*GOAL*:
Rewrite the part of the listing that opens with the line containing "Annotation guideline: for every instance of the door" and runs through the end of the listing, reproducing every line. Multiply each x and y keypoint coordinate by 0.55 and round to whole numbers, with halves rounded up.
:: INFORMATION SHOWN ::
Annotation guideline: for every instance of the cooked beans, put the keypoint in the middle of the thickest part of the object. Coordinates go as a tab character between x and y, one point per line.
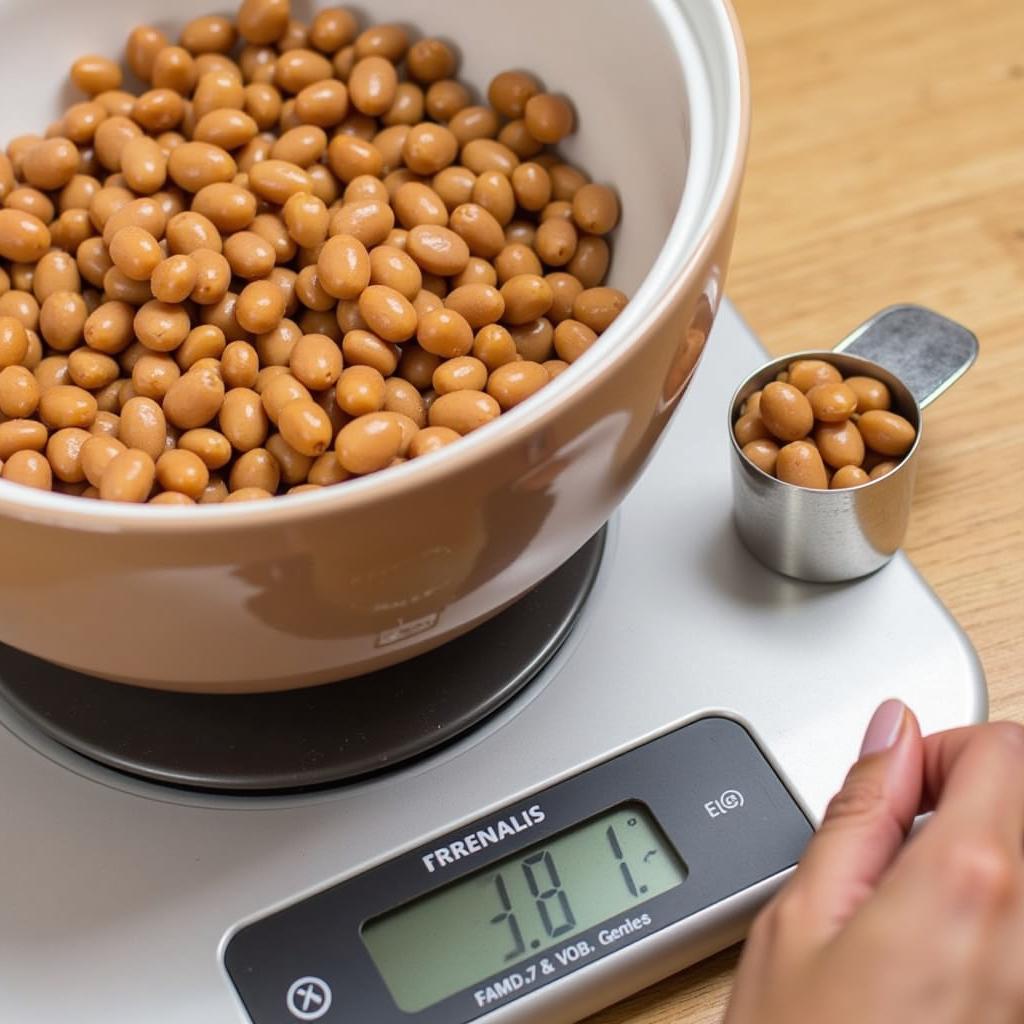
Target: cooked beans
407	265
841	433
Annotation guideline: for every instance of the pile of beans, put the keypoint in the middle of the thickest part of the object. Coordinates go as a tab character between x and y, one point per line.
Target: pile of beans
301	254
814	429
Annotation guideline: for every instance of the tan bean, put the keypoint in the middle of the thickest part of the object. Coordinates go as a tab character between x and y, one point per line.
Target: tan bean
364	348
598	307
64	452
188	231
298	68
305	427
96	453
30	469
800	463
279	392
302	145
350	157
460	374
526	298
785	412
173	279
369	442
431	439
195	165
22	435
249	255
263	22
387	312
473	122
848	476
870	393
516	259
805	374
278	180
360	390
393	268
565	288
437	250
110	328
143	426
481	155
479	304
477	271
128	477
840	443
887	432
566	180
255	469
535	341
572	339
833	402
556	242
463	411
90	370
275	346
316	361
18	392
161	326
23	236
67	406
143	45
479	229
195	399
343	266
213	449
595	209
13	341
260	307
514	382
494	346
763	453
243	419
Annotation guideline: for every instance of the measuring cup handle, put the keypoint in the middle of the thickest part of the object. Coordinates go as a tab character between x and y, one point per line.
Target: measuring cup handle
924	349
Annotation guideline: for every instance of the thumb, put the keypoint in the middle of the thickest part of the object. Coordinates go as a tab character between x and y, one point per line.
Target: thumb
865	823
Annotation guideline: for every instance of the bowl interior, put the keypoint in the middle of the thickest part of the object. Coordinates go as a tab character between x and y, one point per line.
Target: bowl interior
627	81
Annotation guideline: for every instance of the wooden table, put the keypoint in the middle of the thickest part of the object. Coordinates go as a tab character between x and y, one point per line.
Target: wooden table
887	165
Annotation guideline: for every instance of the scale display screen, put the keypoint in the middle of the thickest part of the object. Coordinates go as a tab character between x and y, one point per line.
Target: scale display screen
520	907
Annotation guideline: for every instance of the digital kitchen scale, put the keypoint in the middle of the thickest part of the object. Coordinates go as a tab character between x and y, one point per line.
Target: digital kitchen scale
594	827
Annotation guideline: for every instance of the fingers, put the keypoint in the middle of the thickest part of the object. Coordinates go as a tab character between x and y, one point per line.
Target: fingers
864	825
974	780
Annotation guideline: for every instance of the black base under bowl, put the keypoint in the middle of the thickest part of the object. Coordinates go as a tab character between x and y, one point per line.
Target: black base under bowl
309	737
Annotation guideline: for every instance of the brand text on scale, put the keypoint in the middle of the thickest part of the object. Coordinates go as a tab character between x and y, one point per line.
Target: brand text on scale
475	842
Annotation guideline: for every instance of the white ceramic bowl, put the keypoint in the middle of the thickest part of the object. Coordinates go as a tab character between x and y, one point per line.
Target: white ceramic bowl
324	586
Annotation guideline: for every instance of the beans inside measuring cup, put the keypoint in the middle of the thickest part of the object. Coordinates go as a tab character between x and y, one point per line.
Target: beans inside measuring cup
812	428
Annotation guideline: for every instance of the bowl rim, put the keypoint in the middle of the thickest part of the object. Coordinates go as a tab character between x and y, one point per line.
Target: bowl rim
674	269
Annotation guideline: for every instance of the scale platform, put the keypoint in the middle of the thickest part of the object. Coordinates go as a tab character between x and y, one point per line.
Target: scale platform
696	718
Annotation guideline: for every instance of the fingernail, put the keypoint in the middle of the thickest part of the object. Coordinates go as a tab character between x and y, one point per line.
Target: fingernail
884	728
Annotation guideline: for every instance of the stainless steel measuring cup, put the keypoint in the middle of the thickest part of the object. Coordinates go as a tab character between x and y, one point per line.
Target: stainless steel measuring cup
828	536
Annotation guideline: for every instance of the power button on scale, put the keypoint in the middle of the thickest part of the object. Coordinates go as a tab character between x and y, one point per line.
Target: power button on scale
308	998
727	802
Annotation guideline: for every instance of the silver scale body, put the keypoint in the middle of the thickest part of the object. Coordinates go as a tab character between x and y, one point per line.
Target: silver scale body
117	897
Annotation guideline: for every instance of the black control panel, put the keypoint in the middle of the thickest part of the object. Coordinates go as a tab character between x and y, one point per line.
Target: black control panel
711	819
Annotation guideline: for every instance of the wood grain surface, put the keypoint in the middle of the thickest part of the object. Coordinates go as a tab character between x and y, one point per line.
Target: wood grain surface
887	165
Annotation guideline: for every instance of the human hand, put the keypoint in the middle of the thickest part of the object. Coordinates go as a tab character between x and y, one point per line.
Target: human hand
877	929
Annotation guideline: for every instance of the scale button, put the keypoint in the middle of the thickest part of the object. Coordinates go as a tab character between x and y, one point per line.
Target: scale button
308	998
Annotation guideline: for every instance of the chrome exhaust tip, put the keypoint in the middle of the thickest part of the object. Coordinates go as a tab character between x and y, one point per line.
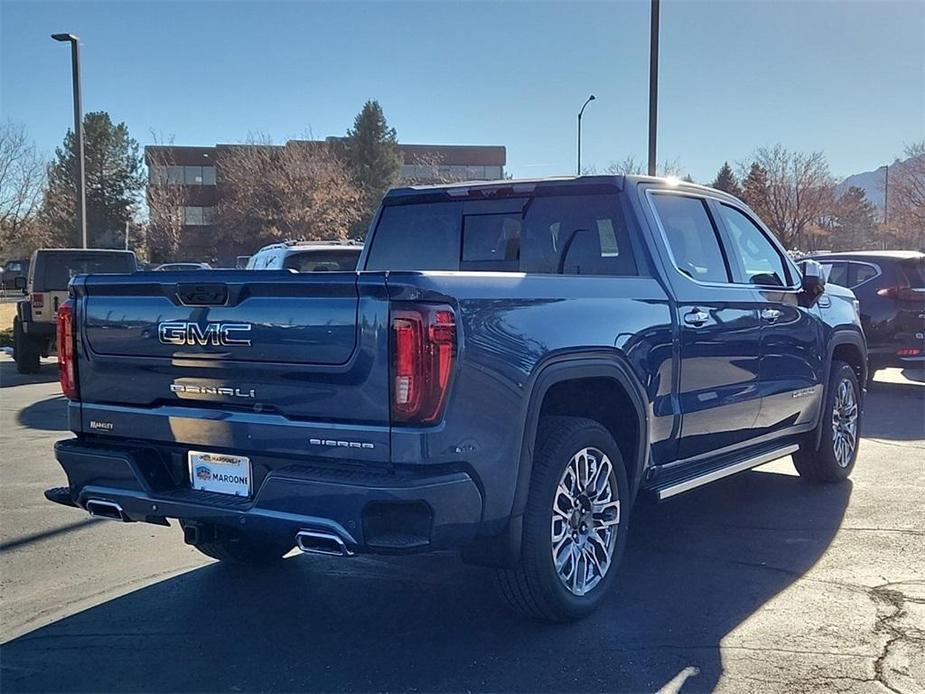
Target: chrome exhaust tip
109	510
322	542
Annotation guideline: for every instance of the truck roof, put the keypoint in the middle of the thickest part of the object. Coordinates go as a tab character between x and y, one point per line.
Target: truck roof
529	185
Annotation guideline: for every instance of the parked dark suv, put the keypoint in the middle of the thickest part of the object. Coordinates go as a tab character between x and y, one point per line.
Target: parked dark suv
890	285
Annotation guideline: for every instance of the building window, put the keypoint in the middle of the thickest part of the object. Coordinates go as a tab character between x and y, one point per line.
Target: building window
192	175
158	174
198	216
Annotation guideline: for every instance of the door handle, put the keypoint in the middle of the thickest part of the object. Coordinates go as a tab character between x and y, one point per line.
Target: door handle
696	317
770	314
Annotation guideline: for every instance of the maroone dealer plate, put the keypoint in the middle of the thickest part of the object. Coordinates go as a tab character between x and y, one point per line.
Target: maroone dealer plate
220	472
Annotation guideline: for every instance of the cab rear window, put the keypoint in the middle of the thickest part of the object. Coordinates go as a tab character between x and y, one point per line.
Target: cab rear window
562	234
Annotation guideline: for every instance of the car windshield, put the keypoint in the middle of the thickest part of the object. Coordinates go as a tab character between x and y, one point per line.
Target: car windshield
323	261
914	272
61	267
:::
*SOLUTION FOR THIS PROBLEM*:
Annotation guideline: for every instance of the door handle, put the keypoint in the middle of the thickest part of the object. Coordinates go as a tab character between x and y, one point per line.
Target: door handle
383	174
424	173
Annotation guideline: for every instance of the maroone dealer plate, put the keypoint in the middle of the thickest part of the object. Coordinates go as a tab character between x and y, one point per line.
Target: maroone dealer plate
121	260
Annotation guideline: for every instance of the cab rear window, put the keypoint in the middle of the thickest part of the object. Coordinates go as a tab character between x and y, one point per line.
Target: cab rear window
309	129
Annotation guideline: for every instance of the car windshield, put the keypoint in the middle of the thickest part of the object. Coordinates go as a tab character between x and y, one point per line.
Target: car windshield
178	144
503	150
34	147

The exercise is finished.